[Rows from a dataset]
* * *

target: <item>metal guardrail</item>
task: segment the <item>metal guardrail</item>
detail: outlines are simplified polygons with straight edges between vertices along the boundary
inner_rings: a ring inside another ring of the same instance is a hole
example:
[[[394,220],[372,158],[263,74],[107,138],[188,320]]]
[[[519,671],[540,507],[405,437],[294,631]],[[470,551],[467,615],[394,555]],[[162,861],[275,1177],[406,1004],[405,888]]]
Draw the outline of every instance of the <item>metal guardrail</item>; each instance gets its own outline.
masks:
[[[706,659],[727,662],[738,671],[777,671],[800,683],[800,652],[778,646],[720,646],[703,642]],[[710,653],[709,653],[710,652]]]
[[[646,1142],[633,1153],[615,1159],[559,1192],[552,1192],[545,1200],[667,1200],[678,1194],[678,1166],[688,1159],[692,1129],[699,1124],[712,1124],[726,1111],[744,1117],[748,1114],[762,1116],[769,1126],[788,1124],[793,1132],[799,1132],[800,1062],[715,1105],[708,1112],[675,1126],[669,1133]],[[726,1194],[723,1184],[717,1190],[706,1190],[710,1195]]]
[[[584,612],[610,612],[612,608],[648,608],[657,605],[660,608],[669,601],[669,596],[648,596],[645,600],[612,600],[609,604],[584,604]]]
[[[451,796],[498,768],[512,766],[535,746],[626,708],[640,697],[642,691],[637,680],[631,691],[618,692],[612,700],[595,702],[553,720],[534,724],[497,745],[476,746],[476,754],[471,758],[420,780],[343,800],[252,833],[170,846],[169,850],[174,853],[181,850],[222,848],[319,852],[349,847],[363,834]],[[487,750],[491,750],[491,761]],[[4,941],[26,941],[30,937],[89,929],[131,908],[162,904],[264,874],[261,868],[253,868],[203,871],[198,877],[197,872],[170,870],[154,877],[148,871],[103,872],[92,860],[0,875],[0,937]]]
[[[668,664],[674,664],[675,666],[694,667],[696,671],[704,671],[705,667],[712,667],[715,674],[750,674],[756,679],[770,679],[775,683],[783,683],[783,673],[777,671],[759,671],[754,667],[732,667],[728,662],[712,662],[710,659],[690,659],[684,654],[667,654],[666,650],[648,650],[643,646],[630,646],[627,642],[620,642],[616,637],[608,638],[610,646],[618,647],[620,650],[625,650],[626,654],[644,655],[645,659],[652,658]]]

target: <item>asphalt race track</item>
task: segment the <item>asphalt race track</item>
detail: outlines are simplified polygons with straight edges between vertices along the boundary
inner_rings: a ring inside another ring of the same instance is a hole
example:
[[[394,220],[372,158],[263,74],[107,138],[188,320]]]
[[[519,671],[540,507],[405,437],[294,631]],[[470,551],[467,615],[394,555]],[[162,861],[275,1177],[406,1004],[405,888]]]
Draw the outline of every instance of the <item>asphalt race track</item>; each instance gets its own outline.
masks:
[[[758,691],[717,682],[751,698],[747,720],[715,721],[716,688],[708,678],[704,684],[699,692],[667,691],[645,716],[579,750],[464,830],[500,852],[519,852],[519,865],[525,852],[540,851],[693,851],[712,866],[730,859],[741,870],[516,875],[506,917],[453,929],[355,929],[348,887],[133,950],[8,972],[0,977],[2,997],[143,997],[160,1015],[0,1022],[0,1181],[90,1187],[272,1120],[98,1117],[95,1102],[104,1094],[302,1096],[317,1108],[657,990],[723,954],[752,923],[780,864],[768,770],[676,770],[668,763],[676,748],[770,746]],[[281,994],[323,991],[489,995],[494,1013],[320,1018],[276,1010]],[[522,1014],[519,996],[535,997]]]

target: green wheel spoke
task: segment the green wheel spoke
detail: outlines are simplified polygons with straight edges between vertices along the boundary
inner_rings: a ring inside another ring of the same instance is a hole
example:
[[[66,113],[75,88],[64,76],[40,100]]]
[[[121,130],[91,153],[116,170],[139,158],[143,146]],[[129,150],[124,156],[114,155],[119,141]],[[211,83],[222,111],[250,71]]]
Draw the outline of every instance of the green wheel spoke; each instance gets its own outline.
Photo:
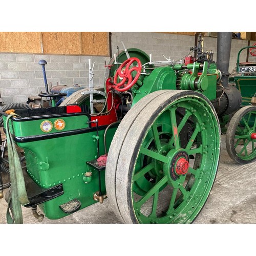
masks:
[[[191,174],[195,175],[195,176],[197,176],[197,175],[198,173],[198,172],[197,172],[197,170],[195,170],[195,169],[193,169],[191,167],[188,167],[188,172],[190,173]]]
[[[234,147],[235,148],[238,146],[238,144],[239,144],[240,140],[243,141],[243,140],[242,140],[242,139],[239,139],[239,140],[238,140],[238,141],[237,141],[237,143],[236,143],[236,145],[234,146]]]
[[[203,154],[203,147],[202,145],[200,145],[198,147],[196,148],[192,148],[187,151],[188,155],[194,155],[194,154],[200,153],[201,154]]]
[[[138,201],[135,203],[136,206],[140,208],[141,206],[144,204],[147,200],[148,200],[155,193],[158,193],[159,190],[161,187],[162,187],[165,183],[166,183],[168,181],[168,177],[167,176],[164,176],[162,179],[161,179],[160,181],[157,183],[155,186],[154,186],[152,188],[151,188]]]
[[[248,138],[248,135],[235,135],[234,137],[234,139],[247,139]]]
[[[255,131],[255,129],[256,128],[256,116],[254,120],[254,123],[253,124],[253,127],[252,129],[253,131]]]
[[[192,113],[189,112],[187,110],[186,110],[186,114],[184,116],[182,120],[180,122],[179,126],[178,126],[178,133],[180,133],[180,131],[182,130],[182,128],[184,127],[185,124],[186,124],[186,121],[189,118],[189,117],[192,115]]]
[[[244,117],[243,117],[242,119],[243,121],[244,122],[245,126],[247,127],[248,131],[250,131],[250,127],[249,127],[247,122],[245,120],[245,118]]]
[[[180,186],[179,187],[179,189],[184,196],[183,198],[185,198],[188,195],[189,192],[188,192],[182,186]]]
[[[156,147],[157,150],[159,150],[161,148],[161,142],[156,122],[153,123],[152,129],[153,133],[154,139],[155,140],[155,143],[156,143]]]
[[[178,149],[180,148],[180,143],[176,122],[176,114],[175,113],[176,110],[176,108],[172,108],[170,109],[170,112],[172,129],[173,130],[173,135],[174,140],[174,146],[175,148]]]
[[[156,183],[159,181],[159,177],[156,179]],[[154,195],[153,202],[152,203],[152,209],[151,210],[151,214],[149,216],[150,218],[157,218],[157,203],[158,202],[158,196],[159,195],[159,190],[157,190]]]
[[[248,118],[247,118],[247,123],[249,123],[249,121],[250,120],[250,119],[251,118],[251,112],[249,112],[249,116],[248,117]]]
[[[140,153],[163,162],[163,163],[168,163],[169,162],[169,158],[168,157],[143,147],[140,147]]]
[[[244,144],[244,146],[241,150],[241,151],[239,152],[239,153],[238,154],[238,156],[240,156],[243,153],[243,151],[245,151],[245,155],[247,156],[247,150],[246,150],[246,147],[247,146],[248,144],[249,144],[249,142],[250,142],[249,140],[247,141],[247,142]]]
[[[178,133],[179,134],[180,133],[180,131],[182,130],[182,128],[184,127],[184,125],[186,124],[186,121],[189,118],[189,117],[192,115],[192,113],[190,112],[188,112],[187,110],[186,110],[186,114],[184,116],[183,118],[182,118],[182,120],[181,120],[181,122],[179,124],[179,126],[178,126]],[[170,141],[169,142],[169,145],[172,145],[173,143],[174,143],[174,136],[172,138],[170,139]]]
[[[243,133],[243,130],[242,130],[242,128],[240,127],[238,125],[237,126],[236,128],[236,131],[238,132],[238,133]]]
[[[146,165],[144,167],[142,168],[134,175],[133,181],[135,182],[136,180],[138,180],[140,178],[143,177],[145,174],[146,174],[148,172],[153,169],[153,163],[150,163],[147,165]]]
[[[192,146],[192,145],[193,144],[193,142],[195,141],[195,140],[196,139],[196,138],[198,134],[198,133],[200,131],[200,127],[199,126],[199,125],[198,123],[197,123],[197,124],[196,125],[196,129],[195,129],[195,131],[193,132],[193,134],[192,134],[192,136],[191,136],[189,141],[188,141],[188,143],[187,143],[186,146],[186,150],[189,150],[191,148],[191,147]]]
[[[166,215],[169,215],[172,211],[174,210],[174,203],[175,203],[175,199],[176,199],[177,194],[178,193],[178,188],[174,188],[172,197],[170,198],[170,204],[166,212]]]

* * *

--- Aim of the exercise ---
Rewrite the part that runs from the start of the rows through the line containing "Draw the outline of every instance of the <item>metal", substituting "approximate polygons" for "simplified polygons" and keeping everything else the same.

--- Result below ---
target: <item>metal guardrail</item>
task: segment the <item>metal guardrail</item>
detail: outlines are approximate polygons with straight edges between vertices along the boundary
inner_rings: a ring inside another ring of the same instance is a hole
example:
[[[394,220],[372,158],[263,74],[107,138],[188,320]]]
[[[519,671],[540,507],[405,437],[294,631]],[[470,551],[467,615],[394,555]],[[162,861],[275,1177],[406,1004],[405,888]]]
Draw the outline of every instance of the <item>metal guardrail</item>; each instance gets its own outline.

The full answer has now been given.